/---
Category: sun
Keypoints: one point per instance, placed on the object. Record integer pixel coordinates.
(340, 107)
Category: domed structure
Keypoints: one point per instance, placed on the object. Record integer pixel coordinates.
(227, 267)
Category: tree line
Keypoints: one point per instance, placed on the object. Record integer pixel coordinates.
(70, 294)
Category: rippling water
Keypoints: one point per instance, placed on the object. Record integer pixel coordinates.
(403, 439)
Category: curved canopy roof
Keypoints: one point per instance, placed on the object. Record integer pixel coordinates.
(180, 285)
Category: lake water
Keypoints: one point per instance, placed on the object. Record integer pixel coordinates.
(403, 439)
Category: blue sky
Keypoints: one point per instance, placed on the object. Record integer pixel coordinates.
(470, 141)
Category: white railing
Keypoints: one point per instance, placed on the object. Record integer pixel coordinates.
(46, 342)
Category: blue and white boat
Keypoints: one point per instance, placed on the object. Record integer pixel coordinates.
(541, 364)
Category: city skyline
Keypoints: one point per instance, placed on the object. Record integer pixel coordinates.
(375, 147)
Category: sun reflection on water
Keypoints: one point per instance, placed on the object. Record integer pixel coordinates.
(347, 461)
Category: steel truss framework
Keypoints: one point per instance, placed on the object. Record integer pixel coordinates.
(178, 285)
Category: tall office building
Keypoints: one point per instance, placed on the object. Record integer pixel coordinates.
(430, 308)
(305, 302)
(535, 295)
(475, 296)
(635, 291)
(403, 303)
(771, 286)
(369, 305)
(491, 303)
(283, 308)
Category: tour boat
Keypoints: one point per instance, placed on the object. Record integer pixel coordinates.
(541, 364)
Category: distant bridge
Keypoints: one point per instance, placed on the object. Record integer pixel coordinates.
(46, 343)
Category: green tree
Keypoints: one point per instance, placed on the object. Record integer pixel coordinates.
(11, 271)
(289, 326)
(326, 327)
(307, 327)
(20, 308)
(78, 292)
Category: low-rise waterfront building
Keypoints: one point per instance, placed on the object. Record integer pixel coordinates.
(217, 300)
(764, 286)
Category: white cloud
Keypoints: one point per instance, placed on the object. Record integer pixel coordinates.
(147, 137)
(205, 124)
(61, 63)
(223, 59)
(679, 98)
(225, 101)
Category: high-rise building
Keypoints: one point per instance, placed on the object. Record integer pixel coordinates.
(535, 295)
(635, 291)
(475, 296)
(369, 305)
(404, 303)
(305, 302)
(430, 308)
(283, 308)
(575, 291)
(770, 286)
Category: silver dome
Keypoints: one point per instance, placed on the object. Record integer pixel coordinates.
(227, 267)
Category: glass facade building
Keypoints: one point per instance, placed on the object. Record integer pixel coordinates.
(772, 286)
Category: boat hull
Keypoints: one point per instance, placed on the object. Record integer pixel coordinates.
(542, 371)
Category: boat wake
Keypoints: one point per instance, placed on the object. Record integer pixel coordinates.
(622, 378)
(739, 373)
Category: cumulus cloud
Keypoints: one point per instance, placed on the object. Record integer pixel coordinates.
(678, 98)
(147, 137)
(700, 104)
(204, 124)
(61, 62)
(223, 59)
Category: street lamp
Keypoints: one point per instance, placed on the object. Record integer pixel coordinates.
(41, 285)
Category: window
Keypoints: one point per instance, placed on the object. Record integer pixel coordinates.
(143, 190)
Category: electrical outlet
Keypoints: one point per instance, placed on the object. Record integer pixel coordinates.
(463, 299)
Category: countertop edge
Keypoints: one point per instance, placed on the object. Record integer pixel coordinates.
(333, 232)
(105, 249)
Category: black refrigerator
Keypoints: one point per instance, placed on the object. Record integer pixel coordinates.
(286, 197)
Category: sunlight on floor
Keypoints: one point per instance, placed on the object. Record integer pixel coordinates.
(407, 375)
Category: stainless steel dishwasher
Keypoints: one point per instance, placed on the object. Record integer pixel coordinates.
\---
**WHAT THE TASK ASKS**:
Count every line of the listing holding the string "steel". Reply with the total alone.

**SOLVED EXERCISE**:
2